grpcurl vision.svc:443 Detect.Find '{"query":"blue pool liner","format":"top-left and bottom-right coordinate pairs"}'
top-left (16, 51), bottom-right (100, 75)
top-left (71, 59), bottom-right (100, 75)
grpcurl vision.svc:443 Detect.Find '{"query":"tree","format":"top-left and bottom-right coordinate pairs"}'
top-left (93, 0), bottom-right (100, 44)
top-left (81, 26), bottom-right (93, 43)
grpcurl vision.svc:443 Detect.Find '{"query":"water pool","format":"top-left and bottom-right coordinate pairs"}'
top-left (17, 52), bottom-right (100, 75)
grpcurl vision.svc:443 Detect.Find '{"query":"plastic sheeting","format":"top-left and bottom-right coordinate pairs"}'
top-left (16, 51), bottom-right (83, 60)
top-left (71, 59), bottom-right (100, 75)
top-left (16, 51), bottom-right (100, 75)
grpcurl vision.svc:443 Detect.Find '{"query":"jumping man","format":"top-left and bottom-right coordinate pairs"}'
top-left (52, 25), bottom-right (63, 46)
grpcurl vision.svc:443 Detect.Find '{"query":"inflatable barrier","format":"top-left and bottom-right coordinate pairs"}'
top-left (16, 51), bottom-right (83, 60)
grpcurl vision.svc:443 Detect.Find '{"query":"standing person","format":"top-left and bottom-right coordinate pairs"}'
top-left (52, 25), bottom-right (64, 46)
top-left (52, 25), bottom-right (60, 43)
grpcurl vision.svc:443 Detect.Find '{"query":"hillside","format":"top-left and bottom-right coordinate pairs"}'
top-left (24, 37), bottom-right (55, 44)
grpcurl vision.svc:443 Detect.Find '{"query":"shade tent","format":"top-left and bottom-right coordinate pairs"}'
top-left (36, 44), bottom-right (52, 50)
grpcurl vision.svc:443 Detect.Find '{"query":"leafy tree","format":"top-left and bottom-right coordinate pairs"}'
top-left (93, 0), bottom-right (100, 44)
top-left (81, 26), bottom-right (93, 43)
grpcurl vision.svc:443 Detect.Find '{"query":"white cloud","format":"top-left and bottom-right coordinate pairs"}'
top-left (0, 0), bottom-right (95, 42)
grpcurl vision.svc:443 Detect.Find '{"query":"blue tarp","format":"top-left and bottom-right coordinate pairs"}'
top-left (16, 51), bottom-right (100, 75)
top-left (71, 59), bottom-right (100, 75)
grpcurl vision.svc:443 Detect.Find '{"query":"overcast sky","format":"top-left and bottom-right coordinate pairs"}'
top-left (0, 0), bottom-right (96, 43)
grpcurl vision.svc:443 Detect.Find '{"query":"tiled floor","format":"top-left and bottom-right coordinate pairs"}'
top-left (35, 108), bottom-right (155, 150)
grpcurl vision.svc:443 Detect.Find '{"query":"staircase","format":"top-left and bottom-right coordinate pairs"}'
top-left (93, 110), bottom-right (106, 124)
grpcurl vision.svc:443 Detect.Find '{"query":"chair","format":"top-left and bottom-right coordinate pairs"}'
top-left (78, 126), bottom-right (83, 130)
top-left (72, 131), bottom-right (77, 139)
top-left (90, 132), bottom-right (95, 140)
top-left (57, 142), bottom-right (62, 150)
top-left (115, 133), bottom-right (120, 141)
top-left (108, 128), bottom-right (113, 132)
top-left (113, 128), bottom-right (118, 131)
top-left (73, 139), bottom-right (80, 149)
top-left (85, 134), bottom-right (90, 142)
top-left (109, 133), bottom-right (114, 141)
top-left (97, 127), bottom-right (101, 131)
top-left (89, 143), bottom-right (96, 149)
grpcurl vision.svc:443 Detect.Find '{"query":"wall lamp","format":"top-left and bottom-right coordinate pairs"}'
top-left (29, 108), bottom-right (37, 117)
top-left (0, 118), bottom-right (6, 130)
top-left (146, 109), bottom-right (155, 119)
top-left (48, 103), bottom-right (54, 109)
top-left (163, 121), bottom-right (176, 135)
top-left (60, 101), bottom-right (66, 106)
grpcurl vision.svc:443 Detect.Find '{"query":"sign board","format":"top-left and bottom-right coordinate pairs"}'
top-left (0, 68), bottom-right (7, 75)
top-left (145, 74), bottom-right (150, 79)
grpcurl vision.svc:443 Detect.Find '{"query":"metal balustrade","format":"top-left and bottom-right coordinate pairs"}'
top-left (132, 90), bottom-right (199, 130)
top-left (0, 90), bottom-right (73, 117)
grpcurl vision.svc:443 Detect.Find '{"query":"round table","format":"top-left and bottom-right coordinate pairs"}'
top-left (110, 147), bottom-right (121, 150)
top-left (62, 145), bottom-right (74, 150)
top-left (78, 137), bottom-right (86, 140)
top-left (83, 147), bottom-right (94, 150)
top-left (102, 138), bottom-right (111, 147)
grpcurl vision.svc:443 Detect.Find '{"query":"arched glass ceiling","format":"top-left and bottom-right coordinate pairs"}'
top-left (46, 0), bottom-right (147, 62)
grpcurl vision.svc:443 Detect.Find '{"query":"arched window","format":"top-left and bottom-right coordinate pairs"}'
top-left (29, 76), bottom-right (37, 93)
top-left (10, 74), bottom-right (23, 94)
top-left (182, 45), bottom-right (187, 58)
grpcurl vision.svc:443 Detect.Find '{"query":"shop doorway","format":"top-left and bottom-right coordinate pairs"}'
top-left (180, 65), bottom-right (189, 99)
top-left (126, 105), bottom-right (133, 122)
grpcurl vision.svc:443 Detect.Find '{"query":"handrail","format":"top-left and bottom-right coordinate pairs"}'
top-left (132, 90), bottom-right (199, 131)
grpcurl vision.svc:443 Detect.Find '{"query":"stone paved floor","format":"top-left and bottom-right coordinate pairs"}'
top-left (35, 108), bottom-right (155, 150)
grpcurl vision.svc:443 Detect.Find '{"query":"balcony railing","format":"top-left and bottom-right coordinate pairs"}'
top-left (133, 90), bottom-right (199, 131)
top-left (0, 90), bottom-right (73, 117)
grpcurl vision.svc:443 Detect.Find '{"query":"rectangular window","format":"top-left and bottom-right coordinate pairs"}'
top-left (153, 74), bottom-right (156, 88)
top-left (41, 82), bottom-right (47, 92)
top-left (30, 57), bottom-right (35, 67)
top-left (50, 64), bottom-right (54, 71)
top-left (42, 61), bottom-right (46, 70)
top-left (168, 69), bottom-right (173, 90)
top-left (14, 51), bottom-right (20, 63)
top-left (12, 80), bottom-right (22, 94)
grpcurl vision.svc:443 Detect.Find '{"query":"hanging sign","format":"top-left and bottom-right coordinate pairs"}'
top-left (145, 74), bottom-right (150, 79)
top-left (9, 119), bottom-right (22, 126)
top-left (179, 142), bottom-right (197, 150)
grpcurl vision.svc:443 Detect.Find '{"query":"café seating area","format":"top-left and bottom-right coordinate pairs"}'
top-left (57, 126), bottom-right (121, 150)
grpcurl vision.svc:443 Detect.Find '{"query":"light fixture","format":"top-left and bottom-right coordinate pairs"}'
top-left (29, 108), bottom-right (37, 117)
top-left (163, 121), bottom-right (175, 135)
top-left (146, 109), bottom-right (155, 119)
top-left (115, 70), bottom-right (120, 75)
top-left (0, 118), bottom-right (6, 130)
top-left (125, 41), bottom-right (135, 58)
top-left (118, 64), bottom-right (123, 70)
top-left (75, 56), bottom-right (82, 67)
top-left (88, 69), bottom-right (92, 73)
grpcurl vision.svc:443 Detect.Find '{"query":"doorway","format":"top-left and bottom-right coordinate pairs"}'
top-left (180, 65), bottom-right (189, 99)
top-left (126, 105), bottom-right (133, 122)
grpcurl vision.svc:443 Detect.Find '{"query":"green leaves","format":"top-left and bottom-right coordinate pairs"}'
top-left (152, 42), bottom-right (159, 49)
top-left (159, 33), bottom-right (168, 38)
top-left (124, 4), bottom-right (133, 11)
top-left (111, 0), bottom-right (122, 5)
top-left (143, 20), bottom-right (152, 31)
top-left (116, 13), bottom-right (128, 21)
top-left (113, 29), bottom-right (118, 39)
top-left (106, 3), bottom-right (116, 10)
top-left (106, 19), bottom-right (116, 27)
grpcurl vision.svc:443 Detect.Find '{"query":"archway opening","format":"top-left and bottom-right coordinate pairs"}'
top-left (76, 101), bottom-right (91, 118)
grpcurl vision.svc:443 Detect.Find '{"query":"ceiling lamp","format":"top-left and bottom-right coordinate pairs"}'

Given request:
Recast the records above, from their first line through the line containing "top-left (0, 0), bottom-right (95, 42)", as a JSON list of strings, one string per line, with blank lines omitted.

Response:
[
  "grpcurl vision.svc:443 Detect.Find '{\"query\":\"blue pool liner\",\"format\":\"top-left and bottom-right coordinate pairs\"}'",
  "top-left (16, 51), bottom-right (100, 75)",
  "top-left (71, 59), bottom-right (100, 75)",
  "grpcurl vision.svc:443 Detect.Find '{\"query\":\"tree\",\"format\":\"top-left and bottom-right coordinate pairs\"}'",
  "top-left (93, 0), bottom-right (100, 44)",
  "top-left (81, 26), bottom-right (93, 43)",
  "grpcurl vision.svc:443 Detect.Find '{\"query\":\"water pool\",\"format\":\"top-left and bottom-right coordinate pairs\"}'",
  "top-left (17, 52), bottom-right (100, 75)",
  "grpcurl vision.svc:443 Detect.Find '{\"query\":\"plastic sheeting\",\"format\":\"top-left and bottom-right coordinate pairs\"}'",
  "top-left (16, 51), bottom-right (83, 60)",
  "top-left (71, 59), bottom-right (100, 75)",
  "top-left (16, 51), bottom-right (100, 75)",
  "grpcurl vision.svc:443 Detect.Find '{\"query\":\"jumping man\",\"format\":\"top-left and bottom-right coordinate pairs\"}'",
  "top-left (52, 25), bottom-right (63, 46)",
  "grpcurl vision.svc:443 Detect.Find '{\"query\":\"inflatable barrier\",\"format\":\"top-left and bottom-right coordinate pairs\"}'",
  "top-left (16, 51), bottom-right (83, 60)",
  "grpcurl vision.svc:443 Detect.Find '{\"query\":\"standing person\",\"format\":\"top-left and bottom-right coordinate pairs\"}'",
  "top-left (52, 25), bottom-right (64, 46)",
  "top-left (52, 25), bottom-right (60, 43)",
  "grpcurl vision.svc:443 Detect.Find '{\"query\":\"hillside\",\"format\":\"top-left and bottom-right coordinate pairs\"}'",
  "top-left (24, 37), bottom-right (55, 44)",
  "grpcurl vision.svc:443 Detect.Find '{\"query\":\"shade tent\",\"format\":\"top-left and bottom-right coordinate pairs\"}'",
  "top-left (36, 44), bottom-right (52, 50)",
  "grpcurl vision.svc:443 Detect.Find '{\"query\":\"leafy tree\",\"format\":\"top-left and bottom-right coordinate pairs\"}'",
  "top-left (93, 0), bottom-right (100, 44)",
  "top-left (81, 26), bottom-right (93, 43)",
  "grpcurl vision.svc:443 Detect.Find '{\"query\":\"white cloud\",\"format\":\"top-left and bottom-right coordinate pairs\"}'",
  "top-left (0, 0), bottom-right (95, 42)"
]